Point localization data
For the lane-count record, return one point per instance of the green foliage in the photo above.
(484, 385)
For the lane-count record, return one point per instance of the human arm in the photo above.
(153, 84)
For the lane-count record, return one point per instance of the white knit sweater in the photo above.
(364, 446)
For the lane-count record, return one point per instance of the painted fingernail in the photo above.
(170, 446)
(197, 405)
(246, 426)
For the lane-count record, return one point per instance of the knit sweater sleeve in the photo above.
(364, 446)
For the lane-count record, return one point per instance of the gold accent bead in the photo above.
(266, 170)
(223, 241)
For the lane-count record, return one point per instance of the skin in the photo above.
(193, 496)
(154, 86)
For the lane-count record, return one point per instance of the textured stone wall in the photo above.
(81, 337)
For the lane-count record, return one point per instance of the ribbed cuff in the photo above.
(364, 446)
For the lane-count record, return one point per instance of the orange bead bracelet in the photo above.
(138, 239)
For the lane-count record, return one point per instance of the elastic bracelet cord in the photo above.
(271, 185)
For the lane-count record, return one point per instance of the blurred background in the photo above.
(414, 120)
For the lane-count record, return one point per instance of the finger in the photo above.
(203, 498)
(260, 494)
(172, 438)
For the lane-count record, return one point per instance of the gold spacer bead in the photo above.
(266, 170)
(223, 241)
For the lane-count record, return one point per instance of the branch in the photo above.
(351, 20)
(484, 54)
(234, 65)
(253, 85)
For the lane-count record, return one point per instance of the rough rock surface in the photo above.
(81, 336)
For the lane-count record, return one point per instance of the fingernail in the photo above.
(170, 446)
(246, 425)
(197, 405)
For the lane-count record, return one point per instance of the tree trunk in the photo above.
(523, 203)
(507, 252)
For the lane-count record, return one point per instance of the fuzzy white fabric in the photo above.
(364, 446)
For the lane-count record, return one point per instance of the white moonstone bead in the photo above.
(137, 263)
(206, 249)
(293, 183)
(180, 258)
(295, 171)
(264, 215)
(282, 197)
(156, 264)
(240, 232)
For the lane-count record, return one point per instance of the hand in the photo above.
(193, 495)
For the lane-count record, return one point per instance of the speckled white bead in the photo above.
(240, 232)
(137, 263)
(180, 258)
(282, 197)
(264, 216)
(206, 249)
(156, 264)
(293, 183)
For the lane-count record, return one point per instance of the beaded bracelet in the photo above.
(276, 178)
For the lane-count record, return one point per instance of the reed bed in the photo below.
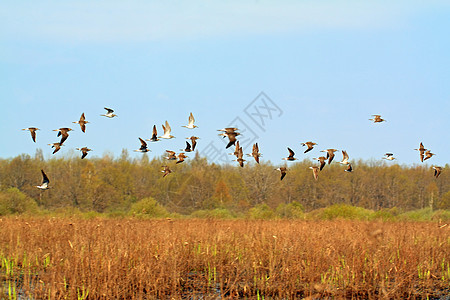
(60, 258)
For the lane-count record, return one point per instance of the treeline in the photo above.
(121, 184)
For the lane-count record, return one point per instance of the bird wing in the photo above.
(33, 135)
(191, 119)
(167, 128)
(291, 153)
(143, 143)
(344, 153)
(44, 178)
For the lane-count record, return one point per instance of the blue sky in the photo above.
(327, 65)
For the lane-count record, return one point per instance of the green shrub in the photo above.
(13, 201)
(148, 207)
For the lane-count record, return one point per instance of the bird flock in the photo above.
(232, 134)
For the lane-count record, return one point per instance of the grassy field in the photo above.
(62, 258)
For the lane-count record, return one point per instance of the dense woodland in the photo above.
(109, 184)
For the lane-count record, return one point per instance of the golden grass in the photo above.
(165, 259)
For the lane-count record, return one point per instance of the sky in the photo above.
(284, 72)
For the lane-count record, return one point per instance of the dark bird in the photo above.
(193, 141)
(421, 150)
(33, 132)
(109, 113)
(167, 131)
(236, 150)
(57, 146)
(377, 119)
(389, 156)
(240, 158)
(315, 172)
(330, 154)
(310, 146)
(45, 182)
(322, 160)
(84, 151)
(291, 155)
(63, 133)
(283, 171)
(166, 171)
(154, 137)
(349, 168)
(231, 133)
(255, 152)
(181, 157)
(172, 155)
(191, 121)
(437, 171)
(345, 158)
(82, 122)
(428, 154)
(143, 147)
(188, 147)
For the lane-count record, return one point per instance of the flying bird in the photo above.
(45, 182)
(240, 158)
(255, 152)
(84, 151)
(109, 113)
(63, 133)
(193, 141)
(236, 150)
(421, 150)
(231, 133)
(283, 171)
(315, 172)
(377, 119)
(389, 156)
(172, 155)
(181, 157)
(345, 158)
(291, 155)
(82, 122)
(188, 147)
(322, 160)
(191, 121)
(437, 171)
(154, 137)
(33, 132)
(428, 154)
(310, 146)
(167, 131)
(330, 154)
(57, 146)
(349, 168)
(166, 171)
(143, 147)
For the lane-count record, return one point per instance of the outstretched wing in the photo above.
(44, 178)
(291, 153)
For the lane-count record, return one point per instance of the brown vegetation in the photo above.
(125, 259)
(110, 185)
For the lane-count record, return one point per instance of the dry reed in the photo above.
(209, 259)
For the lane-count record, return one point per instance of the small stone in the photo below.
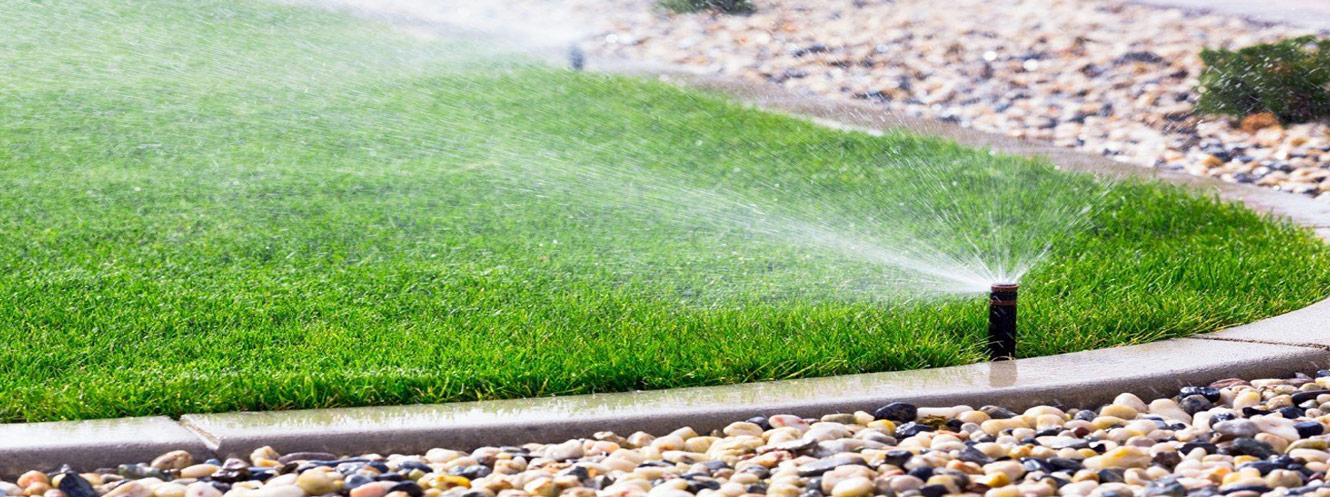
(897, 412)
(742, 428)
(855, 487)
(315, 481)
(375, 489)
(173, 460)
(823, 465)
(71, 484)
(1237, 428)
(1250, 447)
(567, 451)
(306, 456)
(201, 489)
(1195, 403)
(128, 489)
(278, 491)
(169, 489)
(1120, 457)
(200, 471)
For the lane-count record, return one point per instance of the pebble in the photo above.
(1101, 76)
(1274, 445)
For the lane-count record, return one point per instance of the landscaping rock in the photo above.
(1252, 441)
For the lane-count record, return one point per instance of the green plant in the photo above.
(693, 5)
(1289, 79)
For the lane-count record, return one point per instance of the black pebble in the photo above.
(761, 421)
(897, 457)
(1192, 445)
(1290, 412)
(1111, 476)
(1264, 467)
(1195, 403)
(1250, 447)
(1244, 488)
(922, 473)
(910, 429)
(1034, 464)
(1208, 392)
(357, 480)
(897, 412)
(1309, 395)
(1309, 428)
(411, 465)
(1065, 464)
(998, 412)
(934, 491)
(472, 472)
(75, 485)
(972, 455)
(410, 488)
(1252, 411)
(716, 465)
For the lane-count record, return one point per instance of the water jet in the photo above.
(1002, 322)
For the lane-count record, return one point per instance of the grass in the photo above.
(229, 205)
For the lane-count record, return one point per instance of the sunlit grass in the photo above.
(228, 205)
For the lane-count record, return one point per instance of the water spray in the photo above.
(1002, 322)
(576, 59)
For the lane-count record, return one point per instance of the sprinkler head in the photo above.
(1002, 320)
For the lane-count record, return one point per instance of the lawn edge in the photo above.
(1278, 346)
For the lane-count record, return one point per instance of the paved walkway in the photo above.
(1309, 13)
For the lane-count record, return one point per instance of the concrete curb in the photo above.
(1297, 340)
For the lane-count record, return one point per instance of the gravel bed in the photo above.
(1234, 437)
(1101, 76)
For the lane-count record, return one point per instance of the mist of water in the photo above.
(925, 227)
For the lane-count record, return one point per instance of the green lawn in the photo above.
(224, 205)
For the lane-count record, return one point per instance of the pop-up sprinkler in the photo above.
(1002, 322)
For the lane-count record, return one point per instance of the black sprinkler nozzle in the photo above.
(1002, 322)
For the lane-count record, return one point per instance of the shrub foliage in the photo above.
(1289, 79)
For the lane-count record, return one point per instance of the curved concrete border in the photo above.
(1294, 342)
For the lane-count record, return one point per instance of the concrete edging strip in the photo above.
(1297, 340)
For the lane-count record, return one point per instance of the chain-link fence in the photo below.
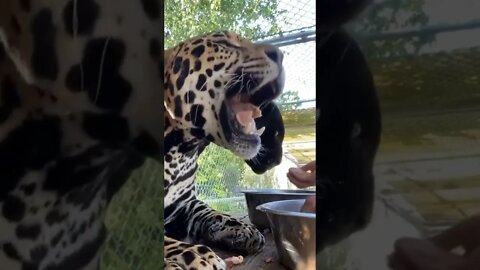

TASK REQUIREMENTS
Produce an exact copy of every line above, with the images left out.

RESULT OF THIS TASK
For the lane-count record, return one point per instance of the green foliage in the photo above.
(484, 385)
For the lane-count record, return one point per instance of the human arm in the photo above.
(153, 84)
For the lane-count record, return one point per instance of the white knit sweater in the photo above.
(364, 446)
For the lane-count record, return one point per instance of the painted fingernail in the photo above.
(170, 446)
(197, 405)
(246, 426)
For the lane-count record, return one point per instance of the knit sweater sleeve in the photo above.
(364, 446)
For the lane-count record, return one point per instance of the gold accent bead in the photo above.
(266, 170)
(223, 241)
For the lane-count record, return one point per instance of the skin in the photo above.
(193, 496)
(154, 86)
For the lane-count record, return one point per instance of the textured stone wall in the photo above.
(81, 337)
For the lane-count record, return one point per instance of the ribbed cuff in the photo above.
(364, 446)
For the lane-count record, return one point per instance of the orange bead bracelet in the photo above.
(138, 239)
For the lane-count record, return one point per instance of the elastic bracelet cord in the photo above.
(271, 185)
For the lane-count record, return one point per instance of the blurred background in the photo above.
(414, 120)
For the lane-count record, return one point per instance of the finger in the photo above.
(203, 498)
(260, 494)
(172, 438)
For the lane-count record, return one point per instance of the gold spacer bead in the photo above.
(266, 170)
(223, 241)
For the lane-count record, return one point per instance of the branch in the photo above.
(351, 20)
(484, 54)
(234, 65)
(253, 85)
For the lane-count record, return one point per instance of the rough rock surface in the photo above.
(81, 336)
For the lane-count record, return one point per instance of the fingernail in the photo above.
(170, 446)
(246, 425)
(197, 405)
For the lane-count record, return one point per instance of the tree trunk in the photo above.
(523, 203)
(507, 252)
For the lane-count record, return one point per instance of the fuzzy white fabric in the photo above.
(364, 446)
For the lane-count record, return one point per instance of the white moonstone bead in the photo above.
(137, 263)
(206, 249)
(293, 183)
(180, 258)
(295, 171)
(264, 215)
(282, 197)
(156, 264)
(240, 232)
For the lane-count record, return one point per instance of the hand in the photo above.
(193, 495)
For the lane-count record, return one point per instance of the speckled white bead in the photo above.
(240, 232)
(137, 263)
(180, 258)
(282, 197)
(264, 216)
(206, 249)
(156, 264)
(293, 183)
For the lane-count record, return one point per instance of the beaded bracelet in the photo above.
(276, 178)
For the lane-count record, return one point per instance of the reed bed in the photo below.
(60, 258)
For the lane-count record, return one point per instance of the treeline in the photo above.
(121, 184)
For the lane-count record, return one point per instance of the bird wing in the photo above.
(33, 135)
(191, 119)
(167, 128)
(291, 153)
(143, 143)
(344, 153)
(44, 178)
For the lane-count record, return one point per instance of the blue sky in the photo above.
(327, 65)
For the lane-count record, return one point per instance of the green shrub in the photo above.
(13, 201)
(148, 207)
For the lane-count record, return one point per instance of the bird flock in the photo above.
(232, 134)
For the lane-count record, return one point per instance of the grassy field in the photo above.
(62, 258)
For the lane-count record, return one point per instance of the dense woodland in the photo above.
(109, 184)
For the lane-count record, return one point per instance of the golden grass in the photo above.
(165, 259)
For the lane-count record, return one point per instance of the sky in the photo above.
(284, 72)
For the lane-count record, return one point per instance of the dark bird in the photo above.
(193, 141)
(421, 150)
(33, 132)
(109, 113)
(167, 131)
(236, 150)
(57, 146)
(377, 119)
(389, 156)
(240, 158)
(315, 172)
(330, 154)
(310, 146)
(45, 182)
(322, 160)
(84, 151)
(291, 155)
(63, 133)
(283, 171)
(166, 171)
(154, 137)
(349, 168)
(231, 133)
(255, 152)
(181, 157)
(172, 155)
(191, 121)
(437, 171)
(345, 158)
(82, 122)
(428, 154)
(143, 147)
(188, 147)
For the lane-count record, return one point per instance of the flying bird in the photo above.
(45, 182)
(240, 158)
(255, 152)
(84, 151)
(109, 113)
(63, 133)
(193, 141)
(236, 150)
(421, 150)
(231, 133)
(283, 171)
(315, 172)
(377, 119)
(389, 156)
(172, 155)
(181, 157)
(345, 158)
(291, 155)
(82, 122)
(188, 147)
(322, 160)
(191, 121)
(437, 171)
(154, 137)
(33, 132)
(428, 154)
(310, 146)
(167, 131)
(330, 154)
(57, 146)
(349, 168)
(166, 171)
(143, 147)
For the lane-count record, return one point per instance of the outstretched wing in the photo above.
(44, 178)
(291, 153)
For the lane-count record, return one point per instance of the brown vegetation in the photo above.
(125, 259)
(110, 185)
For the lane-count record, return one point per instance of the dry reed in the photo above.
(209, 259)
For the lane-count record, return one point per instance of the small stone in the photo below.
(897, 412)
(742, 428)
(855, 487)
(315, 481)
(375, 489)
(173, 460)
(823, 465)
(71, 484)
(1237, 428)
(1250, 447)
(567, 451)
(306, 456)
(201, 489)
(1195, 403)
(128, 489)
(278, 491)
(169, 489)
(1120, 457)
(200, 471)
For the lane-count record, return one point per instance of the pebble in the photo above.
(1101, 76)
(1274, 445)
For the lane-count record, return one point per instance of the landscaping rock in the photo above.
(1252, 441)
For the lane-count record, return one point per instance of the green plant in the photo above.
(693, 5)
(1289, 79)
For the lane-count record, return one point per instance of the black pebble in the photo above.
(761, 421)
(897, 457)
(1192, 445)
(1290, 412)
(1111, 476)
(1264, 467)
(1195, 403)
(1250, 447)
(1244, 488)
(922, 473)
(910, 429)
(1034, 464)
(1208, 392)
(357, 480)
(897, 412)
(1309, 395)
(1309, 428)
(411, 465)
(1065, 464)
(998, 412)
(934, 491)
(472, 472)
(75, 485)
(972, 455)
(410, 488)
(1252, 411)
(716, 465)
For the lane-count record, return one point per instance of the water jet in the photo above.
(1002, 322)
For the lane-count record, return one point per instance of the grass in the photo above.
(229, 205)
For the lane-count record, return one point per instance of the sunlit grass in the photo above.
(228, 205)
For the lane-count record, return one point per instance of the water spray in the photo above.
(1002, 322)
(576, 59)
For the lane-count record, return one point per instance of the sprinkler head in the photo above.
(1002, 320)
For the lane-count record, return one point per instance of the lawn edge in the photo above.
(1278, 346)
For the lane-count record, return one point per instance of the paved walkway in the photo above.
(1309, 13)
For the lane-count record, return one point per instance of the concrete curb in the photo above.
(1297, 340)
For the lane-count record, return one point per instance of the gravel bed in the photo above.
(1234, 437)
(1101, 76)
For the lane-count record, return one point per instance of the mist of water in the photo above.
(925, 227)
For the lane-count record, return one point per instance of the green lawn in the photo above.
(224, 205)
For the lane-count record, return one point per instance of the pop-up sprinkler in the photo above.
(1002, 322)
For the lane-count record, return one point per instance of the black sprinkler nozzle in the photo above.
(1002, 322)
For the lane-count record, return one point per instance of the shrub foliage in the photo above.
(1289, 79)
For the lane-count record, return one point per instance of the curved concrete border in the photo above.
(1294, 342)
For the lane-count record, return one point per instance of the concrete edging strip in the photo above.
(1297, 340)
For the lane-count record, return one point per instance of the chain-link fence in the photo below.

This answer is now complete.